** Region annotation entries **
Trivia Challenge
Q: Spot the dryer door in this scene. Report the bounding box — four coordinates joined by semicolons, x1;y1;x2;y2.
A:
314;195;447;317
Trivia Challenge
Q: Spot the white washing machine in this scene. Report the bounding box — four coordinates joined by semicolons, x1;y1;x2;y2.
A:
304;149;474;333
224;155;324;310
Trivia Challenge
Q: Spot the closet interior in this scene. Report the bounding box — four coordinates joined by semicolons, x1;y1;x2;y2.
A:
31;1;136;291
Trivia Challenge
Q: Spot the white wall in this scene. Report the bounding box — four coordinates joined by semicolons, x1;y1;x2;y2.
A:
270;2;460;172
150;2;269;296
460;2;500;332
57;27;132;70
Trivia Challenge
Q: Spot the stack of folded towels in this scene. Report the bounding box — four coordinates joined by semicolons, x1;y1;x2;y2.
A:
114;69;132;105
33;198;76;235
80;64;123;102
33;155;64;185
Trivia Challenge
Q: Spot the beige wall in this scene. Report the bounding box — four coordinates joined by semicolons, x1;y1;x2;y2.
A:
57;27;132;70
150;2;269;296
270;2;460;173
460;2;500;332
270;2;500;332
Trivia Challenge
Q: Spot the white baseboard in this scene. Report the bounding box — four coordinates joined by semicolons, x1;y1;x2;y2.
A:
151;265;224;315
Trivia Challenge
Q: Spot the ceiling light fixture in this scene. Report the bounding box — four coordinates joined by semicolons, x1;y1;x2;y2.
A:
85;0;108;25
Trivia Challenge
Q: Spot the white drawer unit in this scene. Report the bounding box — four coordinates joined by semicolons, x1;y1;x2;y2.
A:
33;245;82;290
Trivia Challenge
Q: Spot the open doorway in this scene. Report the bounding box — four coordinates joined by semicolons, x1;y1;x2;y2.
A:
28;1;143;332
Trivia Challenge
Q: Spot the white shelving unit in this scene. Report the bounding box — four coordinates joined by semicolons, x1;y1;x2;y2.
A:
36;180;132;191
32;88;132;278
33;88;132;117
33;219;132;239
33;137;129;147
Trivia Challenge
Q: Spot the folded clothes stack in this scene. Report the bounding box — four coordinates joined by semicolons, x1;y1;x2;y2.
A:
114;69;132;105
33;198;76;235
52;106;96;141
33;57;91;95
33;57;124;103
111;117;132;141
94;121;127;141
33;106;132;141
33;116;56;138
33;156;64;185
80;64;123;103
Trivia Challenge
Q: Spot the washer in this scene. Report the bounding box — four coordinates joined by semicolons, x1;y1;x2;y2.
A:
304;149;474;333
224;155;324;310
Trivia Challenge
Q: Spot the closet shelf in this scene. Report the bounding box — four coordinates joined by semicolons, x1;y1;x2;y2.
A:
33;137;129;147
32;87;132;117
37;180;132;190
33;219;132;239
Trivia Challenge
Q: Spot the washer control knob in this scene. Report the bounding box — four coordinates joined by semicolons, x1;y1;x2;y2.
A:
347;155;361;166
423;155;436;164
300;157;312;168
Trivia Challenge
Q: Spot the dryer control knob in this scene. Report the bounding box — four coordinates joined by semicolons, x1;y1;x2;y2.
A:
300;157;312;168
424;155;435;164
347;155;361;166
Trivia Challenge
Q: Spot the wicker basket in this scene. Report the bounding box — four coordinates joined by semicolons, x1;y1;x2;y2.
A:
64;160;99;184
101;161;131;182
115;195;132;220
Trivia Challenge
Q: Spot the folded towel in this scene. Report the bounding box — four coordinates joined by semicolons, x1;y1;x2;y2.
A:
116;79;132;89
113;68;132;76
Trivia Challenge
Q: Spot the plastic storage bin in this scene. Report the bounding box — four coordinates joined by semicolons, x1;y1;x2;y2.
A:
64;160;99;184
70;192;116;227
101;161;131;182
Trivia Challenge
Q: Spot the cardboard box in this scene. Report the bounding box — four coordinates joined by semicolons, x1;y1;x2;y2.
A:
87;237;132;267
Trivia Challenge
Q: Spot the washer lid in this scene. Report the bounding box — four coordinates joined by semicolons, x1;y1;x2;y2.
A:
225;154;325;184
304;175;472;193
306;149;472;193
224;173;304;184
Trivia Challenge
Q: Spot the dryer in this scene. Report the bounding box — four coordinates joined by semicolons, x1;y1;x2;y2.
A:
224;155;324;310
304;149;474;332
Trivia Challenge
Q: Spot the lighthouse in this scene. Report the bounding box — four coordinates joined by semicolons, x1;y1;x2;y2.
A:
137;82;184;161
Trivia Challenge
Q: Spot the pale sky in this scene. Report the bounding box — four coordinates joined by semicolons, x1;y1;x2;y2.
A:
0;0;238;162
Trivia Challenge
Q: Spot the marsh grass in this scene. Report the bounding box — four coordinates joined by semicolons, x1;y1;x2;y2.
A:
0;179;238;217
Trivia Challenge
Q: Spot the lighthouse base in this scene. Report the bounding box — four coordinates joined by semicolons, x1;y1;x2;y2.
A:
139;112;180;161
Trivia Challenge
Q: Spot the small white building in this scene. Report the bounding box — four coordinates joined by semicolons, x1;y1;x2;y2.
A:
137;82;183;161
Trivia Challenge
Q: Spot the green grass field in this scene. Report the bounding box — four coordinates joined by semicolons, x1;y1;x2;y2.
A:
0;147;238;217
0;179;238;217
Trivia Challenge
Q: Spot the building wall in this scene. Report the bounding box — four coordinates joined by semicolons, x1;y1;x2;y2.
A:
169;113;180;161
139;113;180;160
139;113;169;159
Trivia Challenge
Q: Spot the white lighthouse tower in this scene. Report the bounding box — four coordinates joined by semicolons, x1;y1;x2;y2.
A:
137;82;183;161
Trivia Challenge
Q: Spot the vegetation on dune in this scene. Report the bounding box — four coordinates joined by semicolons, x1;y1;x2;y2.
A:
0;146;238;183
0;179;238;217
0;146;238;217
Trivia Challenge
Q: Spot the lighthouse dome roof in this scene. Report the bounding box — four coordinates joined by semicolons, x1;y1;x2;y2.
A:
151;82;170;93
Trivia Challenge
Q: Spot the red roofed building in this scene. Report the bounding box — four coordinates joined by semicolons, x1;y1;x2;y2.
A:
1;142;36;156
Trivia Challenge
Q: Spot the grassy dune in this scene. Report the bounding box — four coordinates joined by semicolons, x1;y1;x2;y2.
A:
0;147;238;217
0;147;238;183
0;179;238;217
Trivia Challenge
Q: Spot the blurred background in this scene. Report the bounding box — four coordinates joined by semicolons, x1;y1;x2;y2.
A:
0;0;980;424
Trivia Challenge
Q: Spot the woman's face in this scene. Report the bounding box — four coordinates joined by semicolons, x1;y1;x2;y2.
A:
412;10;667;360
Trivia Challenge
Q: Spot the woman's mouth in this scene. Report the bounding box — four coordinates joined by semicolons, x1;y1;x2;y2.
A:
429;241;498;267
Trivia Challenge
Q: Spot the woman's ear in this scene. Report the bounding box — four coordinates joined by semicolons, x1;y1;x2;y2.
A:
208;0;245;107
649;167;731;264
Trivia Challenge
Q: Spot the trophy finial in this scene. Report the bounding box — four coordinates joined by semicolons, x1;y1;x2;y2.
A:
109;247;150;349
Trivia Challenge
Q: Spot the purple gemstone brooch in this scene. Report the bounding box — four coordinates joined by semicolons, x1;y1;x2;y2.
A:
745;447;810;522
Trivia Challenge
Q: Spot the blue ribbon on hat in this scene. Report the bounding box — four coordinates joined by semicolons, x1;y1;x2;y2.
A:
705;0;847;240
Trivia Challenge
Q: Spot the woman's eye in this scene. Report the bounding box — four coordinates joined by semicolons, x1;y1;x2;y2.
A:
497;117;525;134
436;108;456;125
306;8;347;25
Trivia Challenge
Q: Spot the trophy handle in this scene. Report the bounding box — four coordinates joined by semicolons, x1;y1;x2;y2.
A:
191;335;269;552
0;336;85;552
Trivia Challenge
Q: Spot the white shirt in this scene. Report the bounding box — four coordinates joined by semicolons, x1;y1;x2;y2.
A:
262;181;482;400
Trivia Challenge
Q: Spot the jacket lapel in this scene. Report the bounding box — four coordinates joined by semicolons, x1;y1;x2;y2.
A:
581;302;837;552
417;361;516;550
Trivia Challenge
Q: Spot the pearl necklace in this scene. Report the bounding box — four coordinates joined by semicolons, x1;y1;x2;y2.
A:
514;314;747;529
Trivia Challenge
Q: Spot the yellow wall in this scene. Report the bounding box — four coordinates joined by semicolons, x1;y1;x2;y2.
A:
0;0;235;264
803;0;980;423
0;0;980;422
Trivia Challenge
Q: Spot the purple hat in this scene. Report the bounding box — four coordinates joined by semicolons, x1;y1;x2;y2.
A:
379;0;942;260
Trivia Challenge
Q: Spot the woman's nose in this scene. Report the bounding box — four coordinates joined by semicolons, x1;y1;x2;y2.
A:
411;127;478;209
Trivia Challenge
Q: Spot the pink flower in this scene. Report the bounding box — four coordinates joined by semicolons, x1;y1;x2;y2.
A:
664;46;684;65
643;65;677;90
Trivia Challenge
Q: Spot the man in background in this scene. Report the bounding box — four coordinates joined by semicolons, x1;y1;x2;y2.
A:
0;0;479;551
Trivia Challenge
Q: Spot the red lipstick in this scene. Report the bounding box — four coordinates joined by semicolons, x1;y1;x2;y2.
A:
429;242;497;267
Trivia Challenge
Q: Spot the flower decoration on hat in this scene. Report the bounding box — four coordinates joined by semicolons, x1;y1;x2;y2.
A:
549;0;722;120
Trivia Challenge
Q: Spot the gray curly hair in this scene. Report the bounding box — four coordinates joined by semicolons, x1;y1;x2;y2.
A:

** SET TASK **
Pull out every line of the records that contains the word "dune", matching case exactly.

** CORRECT OUTPUT **
Q: Spot the vegetation on dune in this scene. Report the bounding box — four coordinates joined by semicolons, x1;y1;x2;y2.
Q: Spot the grassy dune in this scene. Report the bounding box — four coordinates joined by semicolons, x1;y1;x2;y2.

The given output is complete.